##### TEXT PASSAGE #####

How is the value of a node determined? Using the transistor model described in the previous section, the original network is transformed into a network of resistors (formerly transistors) and capacitors (formerly nodes). If a node is not connected to any input, it is said to be *charged* with a

logic state determined by the state of the last driven node it was connected to. If two or more charged nodes in different logic states are connected then *charge sharing* occurs. In this case, all the connected nodes reach the same logic state; this state is determined by the relative capacitances and initial logic states of the nodes in the stage. For example, if a large (high capacitance) node such as a data bus were connected by a pass transistor to a small node such as the input to a register cell, then the small node would "share" the charge of the large node as its final value regardless of the charge it nad initially. Even nodes that ultimately have a connection to an input participate in charge sharing; the extent of their participation is governed by the relative sizes of the charge-sharing time constant and the time constant associated with the input connection.

Electrically connected nodes form natural groupings, called *stages*, bordered by input nodes (usually VDD and GND). If nodes in a stage are allowed to share charge, all will reach the same voltage,  $V_{share}$ , given by

$$V_{share:min} = \frac{\sum_{\substack{1 \text{ nodes} \\ all \text{ nodes}}} c_i}{\sum_{\substack{c_i \\ all \text{ nodes}}} c_i} \qquad V_{share:max} = \frac{\sum_{\substack{1 \text{ nodes} \\ x \text{ nodes}}} c_i + \sum_{\substack{x \text{ nodes} \\ c_i \\ all \text{ nodes}}} c_i}{\sum_{\substack{c_i \\ c_i \\ all \text{ nodes}}} c_i}$$
(2.3)

##### EXCERPTED DATA #####

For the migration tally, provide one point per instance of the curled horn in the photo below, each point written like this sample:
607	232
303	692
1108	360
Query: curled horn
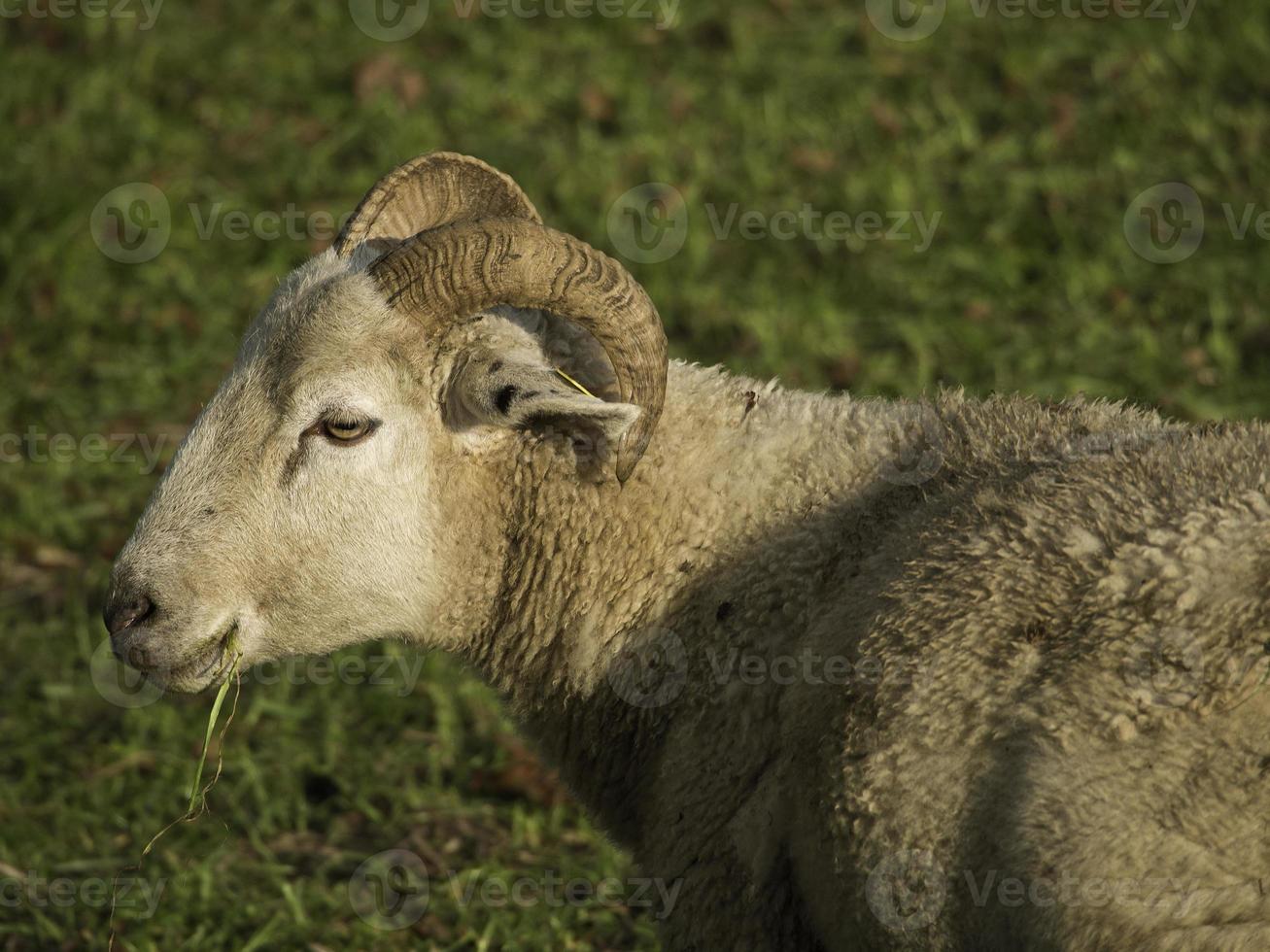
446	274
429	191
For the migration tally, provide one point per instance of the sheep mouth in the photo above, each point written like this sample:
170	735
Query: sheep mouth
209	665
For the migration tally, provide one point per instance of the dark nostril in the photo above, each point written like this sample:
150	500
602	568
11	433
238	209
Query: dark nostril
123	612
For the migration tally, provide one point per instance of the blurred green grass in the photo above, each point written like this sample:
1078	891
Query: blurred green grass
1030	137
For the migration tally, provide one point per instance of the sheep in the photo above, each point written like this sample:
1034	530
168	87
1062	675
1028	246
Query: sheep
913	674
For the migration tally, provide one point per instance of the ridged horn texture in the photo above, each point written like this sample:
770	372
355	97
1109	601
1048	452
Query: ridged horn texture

#####
##### EXCERPTED DATA #####

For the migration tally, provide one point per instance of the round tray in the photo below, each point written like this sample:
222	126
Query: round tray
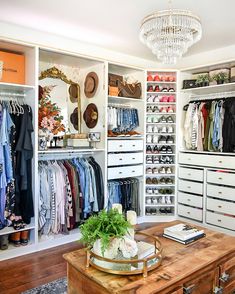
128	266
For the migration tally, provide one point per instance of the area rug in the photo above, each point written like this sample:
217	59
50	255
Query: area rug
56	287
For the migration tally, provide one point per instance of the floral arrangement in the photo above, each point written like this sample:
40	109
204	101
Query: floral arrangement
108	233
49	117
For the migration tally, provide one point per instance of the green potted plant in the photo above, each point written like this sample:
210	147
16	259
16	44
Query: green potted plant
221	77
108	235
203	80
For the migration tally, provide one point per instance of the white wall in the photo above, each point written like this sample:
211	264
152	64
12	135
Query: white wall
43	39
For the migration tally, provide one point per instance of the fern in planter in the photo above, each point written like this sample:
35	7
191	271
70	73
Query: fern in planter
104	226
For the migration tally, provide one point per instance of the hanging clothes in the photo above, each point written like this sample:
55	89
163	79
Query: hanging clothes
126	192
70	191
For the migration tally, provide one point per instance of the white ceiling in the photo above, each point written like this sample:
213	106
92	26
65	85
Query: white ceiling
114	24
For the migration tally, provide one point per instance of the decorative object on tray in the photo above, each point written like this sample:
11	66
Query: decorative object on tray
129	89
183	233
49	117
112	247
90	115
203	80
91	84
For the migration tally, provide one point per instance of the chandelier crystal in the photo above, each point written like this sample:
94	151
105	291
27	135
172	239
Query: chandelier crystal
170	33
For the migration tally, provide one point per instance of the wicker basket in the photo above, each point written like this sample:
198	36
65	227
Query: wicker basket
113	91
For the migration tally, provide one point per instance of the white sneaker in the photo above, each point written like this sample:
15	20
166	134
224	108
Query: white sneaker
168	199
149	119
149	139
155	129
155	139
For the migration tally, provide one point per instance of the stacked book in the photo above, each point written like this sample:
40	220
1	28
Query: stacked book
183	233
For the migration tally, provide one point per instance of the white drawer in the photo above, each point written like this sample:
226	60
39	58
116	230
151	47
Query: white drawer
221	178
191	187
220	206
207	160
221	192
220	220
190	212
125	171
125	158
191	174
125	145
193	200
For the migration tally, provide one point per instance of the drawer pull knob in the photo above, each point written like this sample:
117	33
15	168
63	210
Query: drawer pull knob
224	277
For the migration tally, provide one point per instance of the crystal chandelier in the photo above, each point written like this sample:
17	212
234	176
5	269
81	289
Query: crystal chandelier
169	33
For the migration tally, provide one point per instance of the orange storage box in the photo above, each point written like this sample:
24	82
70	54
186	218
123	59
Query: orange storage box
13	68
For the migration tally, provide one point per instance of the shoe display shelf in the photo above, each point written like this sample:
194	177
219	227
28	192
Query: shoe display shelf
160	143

#####

BRIEF A => Lay out the rows as a Markdown table with the columns Num and Line, starting with the line with "of the curled" and going on through the line with "Query: ridged horn texture". Number each line, skip blank lines, and leave the pictures out.
BRIEF B => Pick up the text on charge sharing between circuit nodes and keep writing from where it stops.

TASK RESULT A =>
| Num | Line |
|---|---|
| 1 | For the migration tally, provide one point per instance of the curled horn in the photo below, each point written like this sample: |
| 2 | 607	232 |
| 3 | 303	692 |
| 4 | 1108	360 |
| 5 | Query: curled horn |
| 6 | 446	274 |
| 7 | 429	191 |
| 8 | For the migration tally, provide one point per instance of the sheep mouth in the photo above, each point written like this sample: |
| 9 | 170	735 |
| 10 | Query: sheep mouth |
| 11 | 209	665 |
| 12 | For the migration tally, provide one point per instance of the dark nostril in the photo above, each point written like this sample: |
| 13 | 150	500 |
| 14 | 602	568 |
| 15 | 11	433 |
| 16 | 238	209 |
| 17 | Query: dark nostril |
| 18 | 123	612 |
| 19 | For the migration tally, provide one point per instance of the blurred green grass in the photo above, each point written like this sample: |
| 20 | 1078	891 |
| 21 | Query: blurred green grass |
| 22 | 1030	137 |
| 23 | For the migration tally, provide one point per instance of the sheep in the photo above, each point written like this sample: |
| 24 | 1034	530 |
| 25 | 168	87 |
| 26 | 1062	675 |
| 27 | 1028	246 |
| 28 | Query: sheep |
| 29 | 913	674 |
| 30 | For the migration tally, provide one point per instance of the ridged horn texture in the photo above, each point written like this sample: |
| 31 | 770	372 |
| 32 | 355	97 |
| 33 | 1109	601 |
| 34 | 1048	452 |
| 35 | Query: ridged horn texture |

TASK RESULT B =>
where the sums are over nodes in the current stage. Since nodes at logic state X contribute an undetermined amount of charge to the result,  $V_{share}$  is an interval whose bounds represent the worst case assumptions about the actual values of X nodes. These bounds are compared with the logic thresholds when calculating the charge-sharing value:

Charge-sharing value = 
$$\begin{cases} 0 & V_{share:max} \leq v_{low} \\ 1 & V_{share:min} \geq v_{high} \\ X & otherwise \end{cases}$$
(2.4)

This calculation is not strictly accurate when the stage contains transistors with gates of X. Such transistors might not make any connection at all; invalidating the various sums in equation 2.3. An alternative charge-sharing calculation that addresses this problem is discussed in Section 4.1.1.

When one accounts for the resistance between nodes, it is difficult to calculate transition times for any nodes that change value because of charge sharing. RSIM simply schedules any charge-sharing transitions so they happen immediately. A more reasonable time constant might be  $(\sum_{i} R_{i})C_{eff}$  where the first term is the sum of all the resistances in the stage and

$$C_{eff} = \begin{cases} \sum_{\substack{0 \text{ and } X \text{ nodes}}} c_i & Charge\text{-sharing value} = 1\\ \sum_{\substack{1 \text{ and } X \text{ nodes}}} c_i & Charge\text{-sharing value} = 0\\ 0 & \text{otherwise} \end{cases}$$
(2.5)

is the amount of capacitance in the stage that needs to be charged/discharged to reach the chargesharing value. This time constant is surely an upper bound on the time of any transition in the stage. Note that transitions to X still happen immediately, a conservative assumption.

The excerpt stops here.